- [DOCUMENT SECTION]
┄┄┄┄┄┄┄┄┄┄

1. Generating the key and the certificate for each kafka broker

The first step of deploying HTTPS is to generate the key and the certificate for each machine in the cluster. You can use Java’s keytool utility to accomplish this task.
write into a tmp keystore initiailly so that we can export and sign it later with CA.

$ keytool -keystore {tmp.server.keystore.jks} -alias localhost -validity {validity} -genkey

 

You need to specify two parameters in the above command:

keystore: the keystore file that stores the certificate. The keystore file contains the private key of the certificate; therefore, it needs to be kept safely.
validity: the valid time of the certificate in days.

Ensure that common name (CN) matches exactly with the fully qualified domain name (FQDN) of the server. The client compares the CN with the DNS domain name to ensure that it is indeed connecting to the desired server, not the malicious one.

2. Creating your own CA

After the first step, each machine in the cluster has a public-private key pair, and a certificate to identify the machine. The certificate, however, is unsigned, which means that an attacker can create such a certificate to pretend to be any machine.

Therefore, it is important to prevent forged certificates by signing them for each machine in the cluster. A certificate authority (CA) is responsible for signing certificates. CA works likes a government that issues passports—the government stamps (signs) each passport so that the passport becomes difficult to forge. Other governments verify the stamps to ensure the passport is authentic. Similarly, the CA signs the certificates, and the cryptography guarantees that a signed certificate is computationally difficult to forge. Thus, as long as the CA is a genuine and trusted authority, the clients have high assurance that they are connecting to the authentic machines.

openssl req -new -x509 -keyout ca-key -out ca-cert -days 365 


The generated CA is simply a public-private key pair and certificate, and it is intended to sign other certificates.

The next step is to add the generated CA to the **clients’ truststore** so that the clients can trust this CA:

keytool -keystore {client.truststore.jks} -alias CARoot -import -file {ca-cert}


**Note: If you enable client authentication required by setting sl.client.auth to be requested or required on kafka broker config than you must provide a truststore for kafka broker as well and it should have all the CA certificates that clients keys signed by.**

keytool -keystore {server.truststore.jks} -alias CARoot -import -file {ca-cert}


In contrast to the keystore in step 1 that stores each machine’s own identity, the truststore of a client stores all the certificates that the client should trust. Importing a certificate into one’s truststore also means that trusting all certificates that are signed by that certificate. As the analogy above, trusting the government (CA) also means that trusting all passports (certificates) that it has issued. This attribute is called the chains of trust, and it is particularly useful when deploying SSL on a large kafka cluster. You can sign all certificates in the cluster with a single CA, and have all machines share the same truststore that trusts the CA. That way all machines can authenticate all other machines.

┄┄┄┄┄┄┄┄┄┄

- [LISTED RECORDS]
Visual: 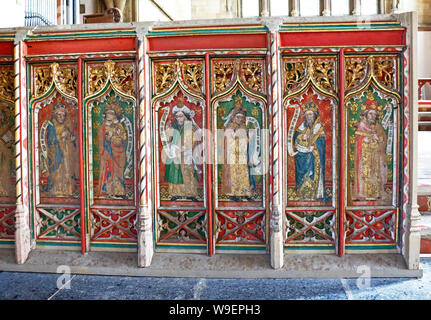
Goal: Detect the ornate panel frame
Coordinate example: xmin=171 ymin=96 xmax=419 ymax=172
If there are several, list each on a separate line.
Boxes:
xmin=282 ymin=52 xmax=340 ymax=253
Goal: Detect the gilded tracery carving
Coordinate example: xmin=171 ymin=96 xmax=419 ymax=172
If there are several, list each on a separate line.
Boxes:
xmin=154 ymin=59 xmax=204 ymax=94
xmin=284 ymin=57 xmax=336 ymax=96
xmin=213 ymin=59 xmax=265 ymax=93
xmin=34 ymin=67 xmax=52 ymax=97
xmin=344 ymin=56 xmax=398 ymax=91
xmin=241 ymin=62 xmax=263 ymax=92
xmin=284 ymin=61 xmax=306 ymax=93
xmin=182 ymin=63 xmax=203 ymax=91
xmin=345 ymin=59 xmax=367 ymax=90
xmin=51 ymin=63 xmax=78 ymax=97
xmin=155 ymin=64 xmax=176 ymax=93
xmin=87 ymin=60 xmax=136 ymax=96
xmin=214 ymin=61 xmax=235 ymax=92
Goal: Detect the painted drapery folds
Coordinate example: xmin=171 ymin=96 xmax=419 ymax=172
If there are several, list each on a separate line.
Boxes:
xmin=211 ymin=57 xmax=268 ymax=250
xmin=345 ymin=53 xmax=403 ymax=247
xmin=282 ymin=54 xmax=339 ymax=250
xmin=28 ymin=59 xmax=137 ymax=247
xmin=84 ymin=60 xmax=137 ymax=248
xmin=152 ymin=59 xmax=208 ymax=249
xmin=29 ymin=62 xmax=81 ymax=244
xmin=152 ymin=57 xmax=267 ymax=250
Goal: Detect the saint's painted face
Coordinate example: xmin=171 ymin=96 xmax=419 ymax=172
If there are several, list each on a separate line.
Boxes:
xmin=304 ymin=110 xmax=316 ymax=128
xmin=366 ymin=110 xmax=379 ymax=125
xmin=0 ymin=110 xmax=7 ymax=125
xmin=54 ymin=109 xmax=66 ymax=124
xmin=233 ymin=112 xmax=245 ymax=125
xmin=105 ymin=110 xmax=116 ymax=121
xmin=175 ymin=111 xmax=186 ymax=127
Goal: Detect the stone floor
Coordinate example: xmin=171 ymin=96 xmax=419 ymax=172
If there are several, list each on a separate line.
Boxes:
xmin=0 ymin=257 xmax=431 ymax=300
xmin=0 ymin=249 xmax=423 ymax=278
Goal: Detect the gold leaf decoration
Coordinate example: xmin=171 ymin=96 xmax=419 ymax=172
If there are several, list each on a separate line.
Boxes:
xmin=182 ymin=63 xmax=204 ymax=92
xmin=214 ymin=62 xmax=235 ymax=92
xmin=241 ymin=62 xmax=263 ymax=92
xmin=312 ymin=60 xmax=335 ymax=91
xmin=345 ymin=58 xmax=367 ymax=90
xmin=87 ymin=65 xmax=108 ymax=95
xmin=33 ymin=67 xmax=52 ymax=97
xmin=284 ymin=61 xmax=306 ymax=94
xmin=373 ymin=59 xmax=395 ymax=88
xmin=51 ymin=63 xmax=78 ymax=97
xmin=155 ymin=63 xmax=176 ymax=93
xmin=112 ymin=64 xmax=136 ymax=96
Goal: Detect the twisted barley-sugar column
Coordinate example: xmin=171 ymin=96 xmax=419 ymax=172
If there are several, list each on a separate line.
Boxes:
xmin=14 ymin=35 xmax=30 ymax=264
xmin=138 ymin=32 xmax=154 ymax=267
xmin=268 ymin=22 xmax=284 ymax=269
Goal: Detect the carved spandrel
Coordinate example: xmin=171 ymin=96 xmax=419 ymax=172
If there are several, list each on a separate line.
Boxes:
xmin=344 ymin=58 xmax=368 ymax=91
xmin=155 ymin=63 xmax=176 ymax=94
xmin=284 ymin=61 xmax=307 ymax=95
xmin=87 ymin=65 xmax=108 ymax=95
xmin=241 ymin=62 xmax=263 ymax=92
xmin=51 ymin=63 xmax=78 ymax=97
xmin=371 ymin=58 xmax=396 ymax=89
xmin=182 ymin=63 xmax=204 ymax=92
xmin=33 ymin=67 xmax=53 ymax=97
xmin=111 ymin=64 xmax=135 ymax=96
xmin=214 ymin=61 xmax=235 ymax=92
xmin=312 ymin=60 xmax=336 ymax=92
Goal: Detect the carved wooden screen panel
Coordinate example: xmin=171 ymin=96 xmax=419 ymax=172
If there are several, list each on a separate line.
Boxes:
xmin=344 ymin=52 xmax=403 ymax=249
xmin=211 ymin=57 xmax=269 ymax=251
xmin=0 ymin=63 xmax=16 ymax=244
xmin=152 ymin=58 xmax=208 ymax=251
xmin=282 ymin=53 xmax=339 ymax=252
xmin=28 ymin=61 xmax=81 ymax=246
xmin=83 ymin=60 xmax=138 ymax=249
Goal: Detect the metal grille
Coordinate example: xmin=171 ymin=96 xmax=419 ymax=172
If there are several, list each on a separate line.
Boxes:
xmin=25 ymin=0 xmax=57 ymax=26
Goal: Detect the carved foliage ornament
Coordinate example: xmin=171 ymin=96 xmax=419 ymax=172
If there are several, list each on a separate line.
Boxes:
xmin=87 ymin=60 xmax=136 ymax=96
xmin=345 ymin=59 xmax=367 ymax=90
xmin=0 ymin=68 xmax=14 ymax=101
xmin=51 ymin=63 xmax=78 ymax=97
xmin=344 ymin=56 xmax=397 ymax=91
xmin=33 ymin=67 xmax=52 ymax=97
xmin=284 ymin=57 xmax=336 ymax=96
xmin=154 ymin=59 xmax=204 ymax=94
xmin=213 ymin=59 xmax=265 ymax=93
xmin=214 ymin=62 xmax=235 ymax=92
xmin=33 ymin=62 xmax=78 ymax=98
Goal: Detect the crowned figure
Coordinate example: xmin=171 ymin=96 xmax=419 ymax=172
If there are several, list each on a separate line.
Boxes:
xmin=97 ymin=99 xmax=127 ymax=198
xmin=293 ymin=95 xmax=329 ymax=202
xmin=164 ymin=96 xmax=202 ymax=201
xmin=42 ymin=103 xmax=78 ymax=197
xmin=221 ymin=96 xmax=256 ymax=200
xmin=353 ymin=92 xmax=388 ymax=200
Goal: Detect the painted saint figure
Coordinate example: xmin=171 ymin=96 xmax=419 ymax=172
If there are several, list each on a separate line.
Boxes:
xmin=0 ymin=105 xmax=15 ymax=197
xmin=97 ymin=102 xmax=127 ymax=198
xmin=353 ymin=99 xmax=388 ymax=200
xmin=42 ymin=103 xmax=78 ymax=197
xmin=221 ymin=96 xmax=258 ymax=200
xmin=164 ymin=98 xmax=201 ymax=201
xmin=293 ymin=100 xmax=329 ymax=202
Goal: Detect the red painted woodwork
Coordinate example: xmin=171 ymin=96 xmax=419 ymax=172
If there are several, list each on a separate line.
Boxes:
xmin=280 ymin=30 xmax=406 ymax=47
xmin=148 ymin=34 xmax=267 ymax=51
xmin=25 ymin=37 xmax=136 ymax=55
xmin=0 ymin=41 xmax=13 ymax=56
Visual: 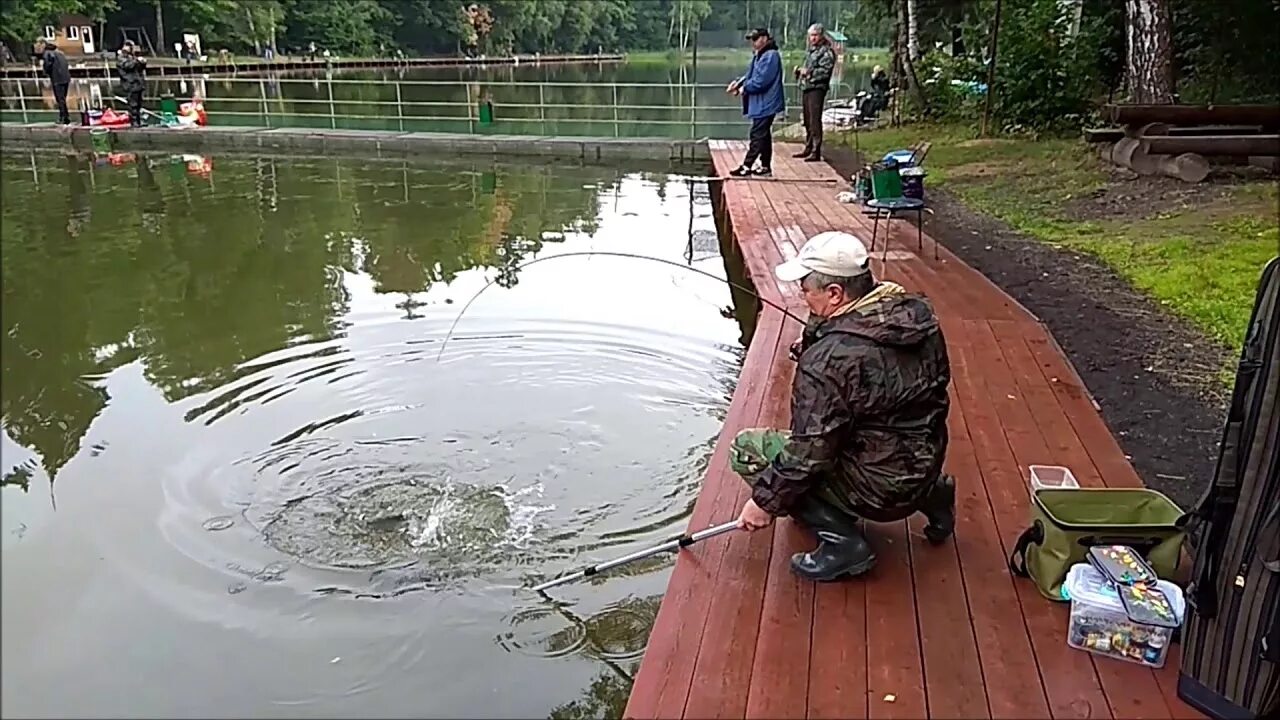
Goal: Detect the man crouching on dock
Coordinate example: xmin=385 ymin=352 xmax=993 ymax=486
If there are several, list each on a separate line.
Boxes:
xmin=731 ymin=232 xmax=955 ymax=582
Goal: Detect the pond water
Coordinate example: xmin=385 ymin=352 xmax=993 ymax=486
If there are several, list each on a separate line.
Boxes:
xmin=0 ymin=61 xmax=869 ymax=138
xmin=0 ymin=148 xmax=748 ymax=717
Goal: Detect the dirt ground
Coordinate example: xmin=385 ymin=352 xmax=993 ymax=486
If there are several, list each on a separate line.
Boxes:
xmin=826 ymin=147 xmax=1234 ymax=509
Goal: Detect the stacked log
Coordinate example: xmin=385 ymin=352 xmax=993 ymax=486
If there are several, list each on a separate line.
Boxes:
xmin=1084 ymin=105 xmax=1280 ymax=183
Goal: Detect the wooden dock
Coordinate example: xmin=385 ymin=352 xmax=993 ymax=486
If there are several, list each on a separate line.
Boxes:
xmin=626 ymin=141 xmax=1199 ymax=719
xmin=0 ymin=53 xmax=626 ymax=79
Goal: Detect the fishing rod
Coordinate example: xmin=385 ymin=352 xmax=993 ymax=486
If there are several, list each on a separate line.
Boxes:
xmin=534 ymin=520 xmax=739 ymax=592
xmin=111 ymin=95 xmax=164 ymax=120
xmin=682 ymin=176 xmax=840 ymax=184
xmin=435 ymin=250 xmax=805 ymax=363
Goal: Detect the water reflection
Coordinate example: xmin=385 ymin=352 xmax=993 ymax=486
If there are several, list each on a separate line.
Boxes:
xmin=0 ymin=148 xmax=744 ymax=716
xmin=0 ymin=58 xmax=869 ymax=137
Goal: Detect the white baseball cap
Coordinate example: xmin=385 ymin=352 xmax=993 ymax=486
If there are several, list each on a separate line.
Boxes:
xmin=773 ymin=231 xmax=870 ymax=282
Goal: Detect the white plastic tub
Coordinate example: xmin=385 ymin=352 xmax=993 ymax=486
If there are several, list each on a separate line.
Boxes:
xmin=1062 ymin=562 xmax=1187 ymax=667
xmin=1030 ymin=465 xmax=1080 ymax=492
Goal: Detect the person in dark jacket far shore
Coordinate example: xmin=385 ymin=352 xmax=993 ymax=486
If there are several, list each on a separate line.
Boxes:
xmin=36 ymin=38 xmax=72 ymax=126
xmin=115 ymin=40 xmax=147 ymax=128
xmin=724 ymin=27 xmax=786 ymax=177
xmin=795 ymin=23 xmax=836 ymax=163
xmin=730 ymin=232 xmax=956 ymax=582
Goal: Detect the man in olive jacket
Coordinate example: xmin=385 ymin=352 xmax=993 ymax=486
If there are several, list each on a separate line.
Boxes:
xmin=115 ymin=40 xmax=147 ymax=128
xmin=36 ymin=38 xmax=72 ymax=126
xmin=794 ymin=23 xmax=836 ymax=163
xmin=731 ymin=232 xmax=955 ymax=582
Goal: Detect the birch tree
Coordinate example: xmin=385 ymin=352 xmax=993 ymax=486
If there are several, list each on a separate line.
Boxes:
xmin=1125 ymin=0 xmax=1174 ymax=104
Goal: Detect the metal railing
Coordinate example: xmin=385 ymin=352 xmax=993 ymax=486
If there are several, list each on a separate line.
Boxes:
xmin=0 ymin=73 xmax=865 ymax=138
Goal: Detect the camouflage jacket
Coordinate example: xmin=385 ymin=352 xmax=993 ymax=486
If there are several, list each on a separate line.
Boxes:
xmin=751 ymin=288 xmax=951 ymax=521
xmin=800 ymin=42 xmax=836 ymax=90
xmin=115 ymin=54 xmax=147 ymax=92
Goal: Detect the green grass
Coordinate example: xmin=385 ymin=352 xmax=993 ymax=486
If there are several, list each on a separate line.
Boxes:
xmin=841 ymin=124 xmax=1280 ymax=348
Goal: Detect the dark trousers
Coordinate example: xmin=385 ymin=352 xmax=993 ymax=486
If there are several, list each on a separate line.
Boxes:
xmin=803 ymin=87 xmax=827 ymax=156
xmin=128 ymin=90 xmax=142 ymax=127
xmin=742 ymin=115 xmax=773 ymax=168
xmin=54 ymin=82 xmax=72 ymax=126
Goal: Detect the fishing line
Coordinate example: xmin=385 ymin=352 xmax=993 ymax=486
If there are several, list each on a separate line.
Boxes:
xmin=435 ymin=250 xmax=805 ymax=363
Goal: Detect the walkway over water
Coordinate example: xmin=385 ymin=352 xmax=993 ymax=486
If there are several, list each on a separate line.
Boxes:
xmin=626 ymin=142 xmax=1198 ymax=719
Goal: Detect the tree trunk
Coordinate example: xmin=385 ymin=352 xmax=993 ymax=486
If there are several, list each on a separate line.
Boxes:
xmin=978 ymin=0 xmax=1001 ymax=137
xmin=906 ymin=0 xmax=920 ymax=63
xmin=156 ymin=0 xmax=169 ymax=55
xmin=1125 ymin=0 xmax=1174 ymax=105
xmin=895 ymin=0 xmax=929 ymax=117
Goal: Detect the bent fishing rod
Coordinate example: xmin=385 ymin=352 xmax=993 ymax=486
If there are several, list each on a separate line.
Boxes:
xmin=435 ymin=250 xmax=805 ymax=363
xmin=532 ymin=520 xmax=739 ymax=593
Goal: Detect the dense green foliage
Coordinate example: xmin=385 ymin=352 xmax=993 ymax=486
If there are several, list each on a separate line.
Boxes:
xmin=0 ymin=0 xmax=888 ymax=55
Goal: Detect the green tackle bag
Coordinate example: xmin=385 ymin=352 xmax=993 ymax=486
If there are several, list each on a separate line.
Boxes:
xmin=1009 ymin=488 xmax=1187 ymax=601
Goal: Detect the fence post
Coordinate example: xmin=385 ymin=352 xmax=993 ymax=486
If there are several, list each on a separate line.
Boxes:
xmin=325 ymin=70 xmax=338 ymax=129
xmin=396 ymin=81 xmax=404 ymax=132
xmin=257 ymin=78 xmax=271 ymax=127
xmin=689 ymin=29 xmax=698 ymax=140
xmin=463 ymin=82 xmax=476 ymax=135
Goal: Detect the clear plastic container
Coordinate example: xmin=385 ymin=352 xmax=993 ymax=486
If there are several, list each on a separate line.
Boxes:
xmin=1030 ymin=465 xmax=1080 ymax=492
xmin=1062 ymin=562 xmax=1187 ymax=667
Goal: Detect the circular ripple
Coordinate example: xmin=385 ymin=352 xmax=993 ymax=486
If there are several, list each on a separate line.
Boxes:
xmin=202 ymin=515 xmax=236 ymax=532
xmin=262 ymin=479 xmax=540 ymax=569
xmin=498 ymin=607 xmax=588 ymax=657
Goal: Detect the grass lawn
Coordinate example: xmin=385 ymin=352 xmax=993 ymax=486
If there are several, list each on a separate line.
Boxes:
xmin=840 ymin=124 xmax=1280 ymax=348
xmin=626 ymin=41 xmax=888 ymax=70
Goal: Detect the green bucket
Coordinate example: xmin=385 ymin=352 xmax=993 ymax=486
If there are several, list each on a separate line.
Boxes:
xmin=872 ymin=163 xmax=902 ymax=200
xmin=88 ymin=128 xmax=115 ymax=152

┄┄┄┄┄┄┄┄┄┄

- [PROBLEM]
Reproduce the Kafka SSL setup steps word for word, beginning at the words "The first step of" and ending after "later with CA.". The entries were taken from a separate source unrelated to the Kafka SSL setup steps.

- [CORRECT ANSWER]
The first step of deploying HTTPS is to generate the key and the certificate for each machine in the cluster. You can use Java’s keytool utility to accomplish this task.
write into a tmp keystore initiailly so that we can export and sign it later with CA.